■ **GIVEN PROBLEM A**
According to the golly text, who drew the pictures for the Golliwogg books?
■ **GIVEN PROBLEM B**
From the golly text, extract the passage from "Physical description" to "dark blue/black felt." verbatim.

■ **TEXT SECTION**
────────────────────

The original golly, called Golliwogg, featured as the hero of a popular series of books written in the 1890s and early 1900s by Bertha and Florence Upton. Bertha wrote the stories in verse and Florence drew the pictures, using as inspiration her childhood toys - a black leather faced doll she had allegedly acquired at a fair when she lived in the United States, and some wooden dolls. Although it is likely that Florence's toy was based on the Minstrel tradition in the United States, her fictional Golliwogg was a friendly, brave and adventurous character.

The books were such a success that it was not long before several types of spin-off merchandise began to appear, including card games and nursery china, and of course soft toys. It was relatively easy to make one's own golly and this example is an early attempt that was then played with by three generations of the same family.

Physical description

Unjointed soft toy made of cotton and stuffed with wood wool. The bottom half of the body is red and the top blue and white checked. The body is rectangular with short legs and arms that stick straight out from the body. The wrists are bands of blue fabric and the hands a dark blue/black felt.

────────────────────

■ **EXCERPTED DATA**
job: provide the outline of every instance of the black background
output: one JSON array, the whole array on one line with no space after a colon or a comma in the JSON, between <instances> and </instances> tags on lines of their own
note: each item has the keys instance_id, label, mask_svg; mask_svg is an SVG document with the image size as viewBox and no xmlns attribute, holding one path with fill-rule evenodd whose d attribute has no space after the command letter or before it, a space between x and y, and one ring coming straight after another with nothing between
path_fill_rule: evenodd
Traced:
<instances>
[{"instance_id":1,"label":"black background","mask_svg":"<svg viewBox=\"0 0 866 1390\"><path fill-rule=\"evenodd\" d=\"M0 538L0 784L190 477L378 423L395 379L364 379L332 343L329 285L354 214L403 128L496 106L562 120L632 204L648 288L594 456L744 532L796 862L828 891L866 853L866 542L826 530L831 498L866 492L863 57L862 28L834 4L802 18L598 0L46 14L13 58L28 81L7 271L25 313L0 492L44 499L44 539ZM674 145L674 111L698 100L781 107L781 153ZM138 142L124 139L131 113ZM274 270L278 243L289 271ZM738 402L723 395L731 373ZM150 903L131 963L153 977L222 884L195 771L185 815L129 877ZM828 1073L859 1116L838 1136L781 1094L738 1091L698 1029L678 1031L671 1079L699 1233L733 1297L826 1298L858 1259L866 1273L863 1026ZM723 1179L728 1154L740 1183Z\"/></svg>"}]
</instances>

────────────────────

■ **CORRECT OUTPUT A**
Florence Upton

■ **CORRECT OUTPUT B**
Physical description

Unjointed soft toy made of cotton and stuffed with wood wool. The bottom half of the body is red and the top blue and white checked. The body is rectangular with short legs and arms that stick straight out from the body. The wrists are bands of blue fabric and the hands a dark blue/black felt.